» **INFORMATION SHOWN**
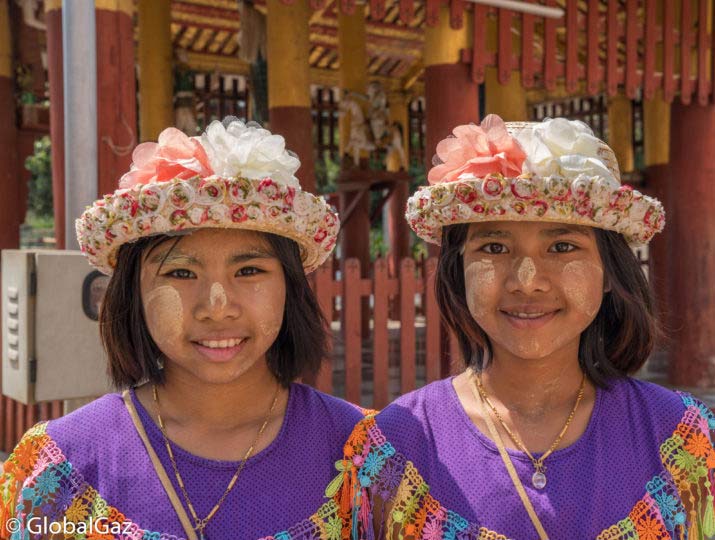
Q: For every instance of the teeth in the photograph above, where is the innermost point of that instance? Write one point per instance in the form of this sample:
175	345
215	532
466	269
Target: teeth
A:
223	344
520	315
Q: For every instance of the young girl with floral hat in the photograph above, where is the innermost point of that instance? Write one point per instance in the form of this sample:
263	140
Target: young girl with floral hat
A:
544	434
208	320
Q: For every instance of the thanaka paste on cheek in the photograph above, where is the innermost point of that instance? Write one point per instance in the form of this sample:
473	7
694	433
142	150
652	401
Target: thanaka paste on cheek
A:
165	314
526	271
479	281
217	295
270	329
583	286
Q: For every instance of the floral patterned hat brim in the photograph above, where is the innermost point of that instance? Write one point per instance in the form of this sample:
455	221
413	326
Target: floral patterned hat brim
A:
590	201
234	176
555	171
214	202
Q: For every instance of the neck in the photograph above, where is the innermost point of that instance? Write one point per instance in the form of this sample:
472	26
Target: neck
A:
186	401
533	388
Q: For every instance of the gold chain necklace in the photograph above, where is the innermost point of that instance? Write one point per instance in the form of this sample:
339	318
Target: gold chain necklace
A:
538	479
201	523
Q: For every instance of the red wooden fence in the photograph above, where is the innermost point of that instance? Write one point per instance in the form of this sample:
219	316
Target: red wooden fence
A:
396	356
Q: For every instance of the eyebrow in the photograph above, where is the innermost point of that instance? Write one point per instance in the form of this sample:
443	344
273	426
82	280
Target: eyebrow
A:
250	255
181	258
488	234
173	257
551	233
562	231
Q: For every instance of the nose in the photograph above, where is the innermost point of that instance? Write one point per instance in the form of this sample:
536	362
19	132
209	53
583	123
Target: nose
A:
216	304
528	275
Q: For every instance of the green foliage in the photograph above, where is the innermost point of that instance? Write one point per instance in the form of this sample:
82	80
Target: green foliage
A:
378	246
327	172
39	203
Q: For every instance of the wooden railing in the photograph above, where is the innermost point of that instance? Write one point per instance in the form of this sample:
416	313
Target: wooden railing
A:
395	355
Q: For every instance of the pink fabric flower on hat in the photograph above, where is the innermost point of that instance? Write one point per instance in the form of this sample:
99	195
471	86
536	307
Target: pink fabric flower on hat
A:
478	151
175	155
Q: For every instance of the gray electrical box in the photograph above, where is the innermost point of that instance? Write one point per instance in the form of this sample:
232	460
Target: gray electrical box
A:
50	336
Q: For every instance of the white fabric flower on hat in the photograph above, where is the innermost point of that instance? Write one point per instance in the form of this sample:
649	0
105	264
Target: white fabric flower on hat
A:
562	147
236	149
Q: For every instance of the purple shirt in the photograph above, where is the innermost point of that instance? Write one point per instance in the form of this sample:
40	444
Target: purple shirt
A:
279	487
614	471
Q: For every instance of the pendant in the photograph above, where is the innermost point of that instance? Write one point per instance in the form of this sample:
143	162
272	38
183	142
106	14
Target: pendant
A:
538	479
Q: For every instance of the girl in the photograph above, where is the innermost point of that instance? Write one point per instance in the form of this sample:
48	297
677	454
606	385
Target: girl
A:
545	434
208	320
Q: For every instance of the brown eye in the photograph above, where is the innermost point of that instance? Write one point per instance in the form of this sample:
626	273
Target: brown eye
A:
181	273
494	248
248	271
563	247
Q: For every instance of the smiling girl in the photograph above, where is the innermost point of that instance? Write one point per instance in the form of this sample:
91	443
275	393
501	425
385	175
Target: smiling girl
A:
544	434
208	320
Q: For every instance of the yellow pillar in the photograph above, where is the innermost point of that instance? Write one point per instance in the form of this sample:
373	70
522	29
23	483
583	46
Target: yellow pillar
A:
452	98
656	130
620	131
398	231
288	46
508	100
156	82
399	115
288	40
352	51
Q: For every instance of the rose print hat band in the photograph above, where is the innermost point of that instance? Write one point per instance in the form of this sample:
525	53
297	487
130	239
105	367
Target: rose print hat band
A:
234	176
555	170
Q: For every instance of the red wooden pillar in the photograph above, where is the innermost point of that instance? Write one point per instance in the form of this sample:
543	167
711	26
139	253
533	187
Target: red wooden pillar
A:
451	95
116	92
53	20
352	51
10	205
659	183
692	245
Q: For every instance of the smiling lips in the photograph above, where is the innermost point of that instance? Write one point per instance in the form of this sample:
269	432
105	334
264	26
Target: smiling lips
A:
528	317
219	350
221	344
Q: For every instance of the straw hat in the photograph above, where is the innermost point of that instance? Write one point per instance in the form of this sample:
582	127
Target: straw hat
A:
234	176
555	170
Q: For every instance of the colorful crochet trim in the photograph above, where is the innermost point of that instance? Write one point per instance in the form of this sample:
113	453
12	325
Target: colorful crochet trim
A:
39	481
678	503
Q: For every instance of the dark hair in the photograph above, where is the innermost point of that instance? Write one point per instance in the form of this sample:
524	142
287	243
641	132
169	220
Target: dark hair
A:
298	350
616	343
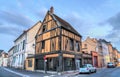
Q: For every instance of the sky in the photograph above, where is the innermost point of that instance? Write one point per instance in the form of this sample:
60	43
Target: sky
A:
93	18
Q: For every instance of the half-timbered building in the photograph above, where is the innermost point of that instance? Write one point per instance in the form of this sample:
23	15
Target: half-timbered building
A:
58	45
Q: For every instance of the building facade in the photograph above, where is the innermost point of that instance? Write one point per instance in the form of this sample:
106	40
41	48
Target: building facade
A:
3	59
58	45
10	57
90	46
24	46
103	44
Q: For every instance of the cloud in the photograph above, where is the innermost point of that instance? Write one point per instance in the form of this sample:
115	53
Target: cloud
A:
15	18
41	13
115	21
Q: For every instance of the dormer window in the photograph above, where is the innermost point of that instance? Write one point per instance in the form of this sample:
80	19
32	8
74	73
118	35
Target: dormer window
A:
44	28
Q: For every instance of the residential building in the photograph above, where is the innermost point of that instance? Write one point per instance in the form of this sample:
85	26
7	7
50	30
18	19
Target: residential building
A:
115	55
110	47
24	46
3	59
58	46
10	57
90	46
103	49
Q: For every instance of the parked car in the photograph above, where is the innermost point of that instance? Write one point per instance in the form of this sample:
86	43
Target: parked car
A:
87	68
110	65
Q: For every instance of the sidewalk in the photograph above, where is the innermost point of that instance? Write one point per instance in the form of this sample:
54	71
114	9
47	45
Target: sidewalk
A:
25	73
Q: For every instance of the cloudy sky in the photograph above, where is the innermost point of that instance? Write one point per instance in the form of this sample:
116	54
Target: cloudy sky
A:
94	18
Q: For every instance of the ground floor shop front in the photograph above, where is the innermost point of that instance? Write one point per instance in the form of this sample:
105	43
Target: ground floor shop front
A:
56	62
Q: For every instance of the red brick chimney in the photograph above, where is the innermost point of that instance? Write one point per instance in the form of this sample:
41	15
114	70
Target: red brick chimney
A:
52	10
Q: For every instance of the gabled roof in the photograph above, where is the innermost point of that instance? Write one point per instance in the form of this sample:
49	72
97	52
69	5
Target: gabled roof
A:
25	31
65	24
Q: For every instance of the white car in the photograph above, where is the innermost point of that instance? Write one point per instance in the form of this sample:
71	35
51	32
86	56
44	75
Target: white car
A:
87	68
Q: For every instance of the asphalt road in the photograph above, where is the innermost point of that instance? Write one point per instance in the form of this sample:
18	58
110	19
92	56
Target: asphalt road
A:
4	73
106	72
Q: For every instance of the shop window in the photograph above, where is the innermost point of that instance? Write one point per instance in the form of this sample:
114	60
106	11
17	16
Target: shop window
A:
44	28
85	45
66	44
23	46
43	44
71	44
77	46
29	63
53	45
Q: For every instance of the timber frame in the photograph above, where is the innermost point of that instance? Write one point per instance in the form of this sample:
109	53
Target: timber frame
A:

» **WHAT TO PRODUCE**
Transcribe the records verbatim, excluding pictures.

» **SOLVED EXERCISE**
Q: For every instance of the teeth in the photograph above, where is the innermost point of that instance? Write one point per instance in the form of this sample:
175	345
215	532
466	269
Target: teeth
A:
223	344
520	315
Q: For every instance of the young girl with floral hat in the photograph above, where is the innermost point of that instance? Write one point per instance in the form of this sample:
263	140
Target: young girl with floral hat
A:
544	434
208	320
Q: For every instance of the thanaka paste on cheek in the photograph above, where is the innermost point of that instance? Write one point per instance in the form of this sample:
473	7
694	433
142	150
652	401
Target: thanaka paste on cheek
A:
165	314
526	271
479	281
217	295
270	329
583	286
Q: For every instance of the floral patterned hat brim in the photograph above, where is the innermost point of that instance? Write one point per instance in the form of this sample:
455	221
413	326
Target: floral patterned hat brim
A:
590	201
234	176
555	171
214	202
Q: For every instance of the neck in the photograph above, where is the innermost point of that instance? Write one point per instance in the form of this sample:
472	26
Target: neck
A:
186	401
533	388
Q: For every instance of the gold chain necklace in the photograph above, where is the innermost point of that instance? Write one point per instance in the form of this sample:
339	318
Target: gold chain necklace
A:
538	479
201	523
Q: For every instance of the red wooden fence in the photograph above, where is the innermost point of that instance? Write one point per instance in the form of this sample:
219	316
Target: red wooden fence
A:
396	356
Q: For every instance of the eyebrow in the photograph above, where is the innermost point of that instance? Write one point per instance in the form of this sample:
443	344
273	426
82	280
Target: eyebrow
A:
250	255
181	258
488	234
173	257
551	233
562	231
Q: For every instance of the nose in the photograph above, where is the innermost point of that instance? Write one point per instance in the form of this sample:
536	362
19	132
209	53
583	123
Target: nose
A:
216	304
528	275
Q: For every instance of the green foliage in the photograph above, where is the innermost point of that instance? Write one point per instance in the form of this sample:
82	80
Target: green foliage
A:
378	246
327	172
39	203
Q: For every instance of the wooden railing in the photograph above, where is the innermost point of that instance? Write one point per instance in the form of this sample:
416	313
Target: wooden railing
A:
395	355
Q: For every instance of the pink fabric flower on hat in the photograph above, where is the innermost point of that instance? Write one point per instance in the form of this sample:
99	195
471	86
536	307
Target: pink fabric flower on hat
A:
478	151
175	155
Q: For every instance of the gray electrical box in the photograph above, where is the innermost point of that instance? Write one point per instance in the form of this sample:
232	460
Target: gray electrical box
A:
50	336
Q: For every instance of the white fabric flower on hat in the photograph above, where is the innermost point of that instance? Write one point per instance in the form of this sample:
649	0
105	264
Target: white fabric flower on hat
A:
562	147
236	149
Q: For every instance of the purple shirt in the photograph above, where is the innermost point of that instance? Write one point per instance in the form of this sample:
40	444
Target: purple shirt
A:
279	487
614	471
Q: For every instance of the pendant in the photograph above, where is the innermost point of that instance? Write one point per instance in the form of this sample:
143	162
272	38
183	142
106	14
Target: pendant
A:
538	479
Q: For every instance of the girl in the photograph above, where is the innermost point of that instance? Write one point per instance in the form of this sample:
48	297
677	454
606	385
Target: girl
A:
545	434
208	320
Q: For every instance of the brown eye in the photograph above, where is the innermost point of that instance? Write one point per instance in the form of this sample:
626	273
Target: brown eye
A:
181	273
494	248
248	271
563	247
Q: For every instance of the smiling girl in the photograph above, where is the innermost point of that instance? Write one point per instance in the form of this sample:
91	443
275	393
501	425
385	175
Target: smiling girl
A:
544	434
208	320
Q: For every instance of the yellow pillar in the photograph above, where is the innermost point of that instance? Write one point per instance in the form of this sample:
373	70
522	29
23	483
583	46
Target: yellow pillar
A:
452	98
656	130
620	131
398	231
288	46
508	100
156	82
399	115
288	40
352	51
Q: For every instance of the rose print hat band in the photograph above, where is the innermost point of that instance? Write one point per instance in the form of this sample:
525	53
297	487
130	239
105	367
Target: rose print hat band
A:
234	176
555	170
Q: For every instance of the red wooden pillar in the photograph above, where is the innermost point of that instance? Write one point per instance in the form of this sample:
543	167
711	26
139	253
533	187
Target: red wooden pillar
A:
451	95
116	92
53	20
352	51
10	205
659	183
692	245
Q: For every instance of the smiling lips in the photograph above, where is the innermost point of that instance? Write one point per instance in the form of this sample:
269	432
105	334
264	26
Target: smiling lips
A:
528	317
219	350
221	344
Q: For every instance of the straw hat in the photograph above, where is the innermost point of that instance? Write one point per instance in the form of this sample:
582	127
Target: straw hat
A:
234	176
555	170
Q: For every instance of the colorful crochet trim in the photograph above, where is the innermost point of that instance? Write one point per instance in the form of this sample:
113	453
12	325
Target: colorful crochet trim
A:
39	481
678	503
Q: For every instance of the dark hair in the photograph above, where is the innermost point of that instance? Write one point per instance in the form of this sample:
524	142
287	243
641	132
169	220
Target: dark hair
A:
298	350
616	343
Q: For every instance of the sky in the photograph above, where is the innermost point of that instance? Write one point per instance in the form of this sample:
60	43
Target: sky
A:
93	18
Q: For every instance of the half-timbered building in the photograph above, where is the innermost point of that instance? Write one point per instance in the form of this sample:
23	15
Target: half-timbered building
A:
58	45
Q: For every instance of the building facade in the photograph above, where is the innermost point of that instance? Write one point per instance in the form of this sample:
106	40
41	48
Target: building facade
A:
3	59
58	45
10	57
90	46
24	46
103	44
Q: For every instance of the cloud in the photograph above, where is the innermost point of that instance? Write one point per instance in the form of this sample:
115	53
Target: cloud
A:
15	18
41	13
115	21
Q: For every instance of the dormer window in the photograph above, where is the innermost point of that instance? Write one point per instance in the form of this sample:
80	19
32	8
74	73
118	35
Target: dormer window
A:
44	28
Q: For every instance of the residential building in the photograph above, where is the innermost point of that instance? Write one point per instance in the form of this sample:
85	26
7	7
50	30
18	19
Target: residential building
A:
115	55
110	47
24	46
3	59
58	46
10	57
90	46
103	49
Q: For every instance of the parked car in the photograph above, where is the innermost point of that instance? Write one point per instance in the form of this sample:
86	43
Target: parked car
A:
87	68
110	65
Q: For every instance of the sidewalk in the photograph above, where is the innermost point of that instance? Write one point per instance in the form of this sample:
54	71
114	9
47	45
Target: sidewalk
A:
25	73
Q: For every instance of the cloudy sky in the photograph above, where is the innermost point of that instance? Write one point per instance in the form of this sample:
116	54
Target: cloudy sky
A:
94	18
Q: For every instance of the ground floor shop front in the photograph above, where is the innermost point of that instance? Write one point per instance in the form of this sample:
105	43
Target: ground floor shop front
A:
56	62
Q: For every instance of the red brick chimney in the photograph above, where is the innermost point of that instance? Write one point per instance in the form of this sample:
41	15
114	70
Target: red brick chimney
A:
52	10
Q: For every instance of the gabled roof in the photograph above, where is the innermost point of that instance? Write one point per instance in the form of this sample:
49	72
97	52
69	5
Target: gabled roof
A:
25	31
65	24
Q: For every instance of the white car in the photograph above, where is the innermost point of that instance? Write one point per instance in the form of this sample:
71	35
51	32
86	56
44	75
Target: white car
A:
87	68
Q: For every instance of the asphalt road in the photograph above, where is the innermost point of that instance? Write one point per instance in the form of this sample:
18	58
110	19
92	56
Target: asphalt road
A:
4	73
106	72
Q: For every instance of the shop window in the photograph above, where is the innermost point of that instance? Write one point per instance in the form of this sample:
114	60
106	11
17	16
Target: shop window
A:
44	28
85	45
66	44
23	46
43	44
71	44
77	46
29	63
53	45
Q: For every instance of the timber frame in the photograph above, where is the innermost point of that instance? Write one point per instance in the form of this sample:
109	53
Target: timber frame
A:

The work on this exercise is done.